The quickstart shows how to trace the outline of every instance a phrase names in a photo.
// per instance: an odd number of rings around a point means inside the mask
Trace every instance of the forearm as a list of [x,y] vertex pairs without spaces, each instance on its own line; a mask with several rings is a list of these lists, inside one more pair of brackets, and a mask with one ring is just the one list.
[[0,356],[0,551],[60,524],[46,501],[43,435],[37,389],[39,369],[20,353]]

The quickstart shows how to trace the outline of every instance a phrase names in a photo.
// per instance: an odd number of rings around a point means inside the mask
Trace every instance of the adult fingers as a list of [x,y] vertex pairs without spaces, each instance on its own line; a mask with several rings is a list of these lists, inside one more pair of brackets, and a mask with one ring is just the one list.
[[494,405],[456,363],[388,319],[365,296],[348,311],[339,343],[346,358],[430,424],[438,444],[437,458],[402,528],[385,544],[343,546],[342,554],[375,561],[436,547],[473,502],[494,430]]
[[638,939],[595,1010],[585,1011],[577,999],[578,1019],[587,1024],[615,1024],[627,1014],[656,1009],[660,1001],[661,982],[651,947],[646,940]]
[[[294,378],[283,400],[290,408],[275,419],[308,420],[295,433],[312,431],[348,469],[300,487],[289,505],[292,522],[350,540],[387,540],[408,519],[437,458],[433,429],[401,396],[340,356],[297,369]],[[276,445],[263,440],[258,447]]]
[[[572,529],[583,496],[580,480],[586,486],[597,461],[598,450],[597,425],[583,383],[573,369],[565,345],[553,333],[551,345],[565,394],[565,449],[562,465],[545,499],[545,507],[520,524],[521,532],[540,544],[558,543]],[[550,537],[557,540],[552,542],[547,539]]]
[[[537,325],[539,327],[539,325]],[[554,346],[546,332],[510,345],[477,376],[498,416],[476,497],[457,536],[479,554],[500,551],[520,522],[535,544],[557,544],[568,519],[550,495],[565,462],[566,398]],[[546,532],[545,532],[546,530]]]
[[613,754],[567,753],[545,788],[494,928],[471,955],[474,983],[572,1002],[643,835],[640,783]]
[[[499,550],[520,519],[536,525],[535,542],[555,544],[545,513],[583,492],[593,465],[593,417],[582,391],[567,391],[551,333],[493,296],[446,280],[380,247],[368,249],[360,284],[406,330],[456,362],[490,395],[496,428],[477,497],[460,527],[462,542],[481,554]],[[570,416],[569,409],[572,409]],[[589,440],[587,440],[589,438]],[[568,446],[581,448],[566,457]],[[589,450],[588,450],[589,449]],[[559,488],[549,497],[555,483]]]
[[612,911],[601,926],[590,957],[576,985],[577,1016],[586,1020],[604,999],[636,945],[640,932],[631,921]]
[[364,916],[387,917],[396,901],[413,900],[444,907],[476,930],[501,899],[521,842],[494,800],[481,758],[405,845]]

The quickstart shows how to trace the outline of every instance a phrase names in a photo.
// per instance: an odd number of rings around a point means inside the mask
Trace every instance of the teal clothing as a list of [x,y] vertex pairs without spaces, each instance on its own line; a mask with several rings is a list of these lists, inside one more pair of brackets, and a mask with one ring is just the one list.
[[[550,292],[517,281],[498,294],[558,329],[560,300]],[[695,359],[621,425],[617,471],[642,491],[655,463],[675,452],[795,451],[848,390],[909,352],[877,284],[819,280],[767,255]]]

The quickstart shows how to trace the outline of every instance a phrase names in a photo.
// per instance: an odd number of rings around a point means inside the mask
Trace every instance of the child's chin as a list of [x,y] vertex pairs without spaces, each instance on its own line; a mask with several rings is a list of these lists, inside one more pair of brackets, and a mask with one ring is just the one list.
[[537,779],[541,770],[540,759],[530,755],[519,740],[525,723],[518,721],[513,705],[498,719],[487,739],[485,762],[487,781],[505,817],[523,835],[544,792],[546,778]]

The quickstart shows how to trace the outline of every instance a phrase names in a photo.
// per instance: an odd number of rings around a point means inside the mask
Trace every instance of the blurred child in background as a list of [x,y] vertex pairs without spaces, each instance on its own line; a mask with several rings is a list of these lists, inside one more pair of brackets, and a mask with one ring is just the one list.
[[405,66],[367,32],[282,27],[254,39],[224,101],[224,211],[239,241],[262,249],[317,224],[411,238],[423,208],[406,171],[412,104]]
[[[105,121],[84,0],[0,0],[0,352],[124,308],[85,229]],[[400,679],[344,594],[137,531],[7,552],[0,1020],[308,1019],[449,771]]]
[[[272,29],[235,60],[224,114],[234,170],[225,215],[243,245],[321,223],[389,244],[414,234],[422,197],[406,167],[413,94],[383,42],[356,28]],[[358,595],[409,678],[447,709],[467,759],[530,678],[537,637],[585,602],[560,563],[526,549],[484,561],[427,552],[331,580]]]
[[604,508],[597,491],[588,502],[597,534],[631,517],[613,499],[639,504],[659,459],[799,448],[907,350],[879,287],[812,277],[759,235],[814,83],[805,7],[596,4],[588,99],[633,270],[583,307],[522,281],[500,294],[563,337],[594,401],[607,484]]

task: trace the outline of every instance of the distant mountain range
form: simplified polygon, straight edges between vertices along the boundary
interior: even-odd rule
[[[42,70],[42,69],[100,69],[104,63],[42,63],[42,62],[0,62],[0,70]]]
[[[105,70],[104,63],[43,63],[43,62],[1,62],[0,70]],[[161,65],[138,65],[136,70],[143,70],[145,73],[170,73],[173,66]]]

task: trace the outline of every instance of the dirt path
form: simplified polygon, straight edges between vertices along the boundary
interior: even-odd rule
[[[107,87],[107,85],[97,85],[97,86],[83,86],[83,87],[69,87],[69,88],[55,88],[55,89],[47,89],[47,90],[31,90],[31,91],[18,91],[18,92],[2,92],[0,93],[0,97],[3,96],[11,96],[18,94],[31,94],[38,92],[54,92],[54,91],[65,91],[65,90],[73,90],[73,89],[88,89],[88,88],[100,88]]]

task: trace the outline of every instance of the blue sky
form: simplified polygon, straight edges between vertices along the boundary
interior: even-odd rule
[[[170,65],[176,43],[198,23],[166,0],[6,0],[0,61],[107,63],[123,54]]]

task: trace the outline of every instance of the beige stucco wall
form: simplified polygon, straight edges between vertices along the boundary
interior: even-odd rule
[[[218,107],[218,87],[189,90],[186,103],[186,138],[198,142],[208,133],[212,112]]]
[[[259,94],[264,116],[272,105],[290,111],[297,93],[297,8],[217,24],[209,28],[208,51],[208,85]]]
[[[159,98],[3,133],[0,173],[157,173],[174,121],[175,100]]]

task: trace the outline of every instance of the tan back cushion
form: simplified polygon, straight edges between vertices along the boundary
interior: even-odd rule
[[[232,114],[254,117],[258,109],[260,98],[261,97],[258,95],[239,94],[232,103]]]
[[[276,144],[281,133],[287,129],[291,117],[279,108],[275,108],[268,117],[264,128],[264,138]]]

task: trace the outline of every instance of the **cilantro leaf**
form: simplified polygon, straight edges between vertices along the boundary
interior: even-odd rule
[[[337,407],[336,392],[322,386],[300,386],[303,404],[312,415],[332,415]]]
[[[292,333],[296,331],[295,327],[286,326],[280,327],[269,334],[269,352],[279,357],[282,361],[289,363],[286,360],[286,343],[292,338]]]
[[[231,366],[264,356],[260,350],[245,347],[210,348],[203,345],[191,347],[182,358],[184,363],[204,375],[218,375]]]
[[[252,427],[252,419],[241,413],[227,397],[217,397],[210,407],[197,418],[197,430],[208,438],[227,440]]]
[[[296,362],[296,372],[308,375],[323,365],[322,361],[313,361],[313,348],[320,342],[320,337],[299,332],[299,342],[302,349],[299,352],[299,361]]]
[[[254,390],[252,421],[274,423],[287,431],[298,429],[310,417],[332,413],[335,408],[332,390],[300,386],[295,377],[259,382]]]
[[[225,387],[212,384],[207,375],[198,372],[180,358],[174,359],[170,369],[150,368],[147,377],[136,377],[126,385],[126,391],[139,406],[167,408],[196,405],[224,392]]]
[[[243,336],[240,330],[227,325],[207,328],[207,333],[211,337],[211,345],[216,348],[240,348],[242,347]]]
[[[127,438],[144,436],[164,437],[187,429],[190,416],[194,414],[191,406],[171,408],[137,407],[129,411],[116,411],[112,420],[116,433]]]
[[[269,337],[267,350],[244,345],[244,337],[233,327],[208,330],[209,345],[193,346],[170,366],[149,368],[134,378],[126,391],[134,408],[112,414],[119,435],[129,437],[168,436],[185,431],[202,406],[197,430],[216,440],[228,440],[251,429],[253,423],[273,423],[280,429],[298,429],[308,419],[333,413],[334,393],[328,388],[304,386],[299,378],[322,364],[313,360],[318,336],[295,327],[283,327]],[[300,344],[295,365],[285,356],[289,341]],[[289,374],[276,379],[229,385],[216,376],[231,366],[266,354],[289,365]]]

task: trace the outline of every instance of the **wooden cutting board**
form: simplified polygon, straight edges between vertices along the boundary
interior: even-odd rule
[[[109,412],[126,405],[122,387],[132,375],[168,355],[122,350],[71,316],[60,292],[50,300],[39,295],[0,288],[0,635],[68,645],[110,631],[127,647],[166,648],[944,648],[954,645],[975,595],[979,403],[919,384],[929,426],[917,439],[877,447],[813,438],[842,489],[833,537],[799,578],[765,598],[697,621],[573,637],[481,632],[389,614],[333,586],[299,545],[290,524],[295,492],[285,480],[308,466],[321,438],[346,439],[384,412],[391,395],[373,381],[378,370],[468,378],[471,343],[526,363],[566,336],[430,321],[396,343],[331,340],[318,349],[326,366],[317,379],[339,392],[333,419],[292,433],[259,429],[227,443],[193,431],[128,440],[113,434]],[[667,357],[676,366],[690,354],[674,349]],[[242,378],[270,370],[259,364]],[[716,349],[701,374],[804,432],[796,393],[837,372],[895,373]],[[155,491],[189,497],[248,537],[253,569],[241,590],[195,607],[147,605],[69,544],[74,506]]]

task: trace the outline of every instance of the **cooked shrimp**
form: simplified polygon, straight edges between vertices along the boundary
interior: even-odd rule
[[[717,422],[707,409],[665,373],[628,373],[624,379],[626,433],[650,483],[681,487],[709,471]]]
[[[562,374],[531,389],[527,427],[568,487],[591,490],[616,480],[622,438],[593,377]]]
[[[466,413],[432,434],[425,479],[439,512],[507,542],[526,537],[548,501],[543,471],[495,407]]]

|---|

:: Work instruction ::
Reproduce each line of the material that mentions "task".

:: Result for this exercise ::
task: trace the outline of every instance of the distant mountain range
task: trace the outline of every instance of the dirt path
task: trace the outline of every instance of the blue sky
task: trace the outline of every instance of the beige stucco wall
task: trace the outline of every instance of the tan back cushion
task: trace the outline of every instance of the **cilantro leaf**
task: trace the outline of every instance of the **wooden cutting board**
task: trace the outline of every instance of the **cooked shrimp**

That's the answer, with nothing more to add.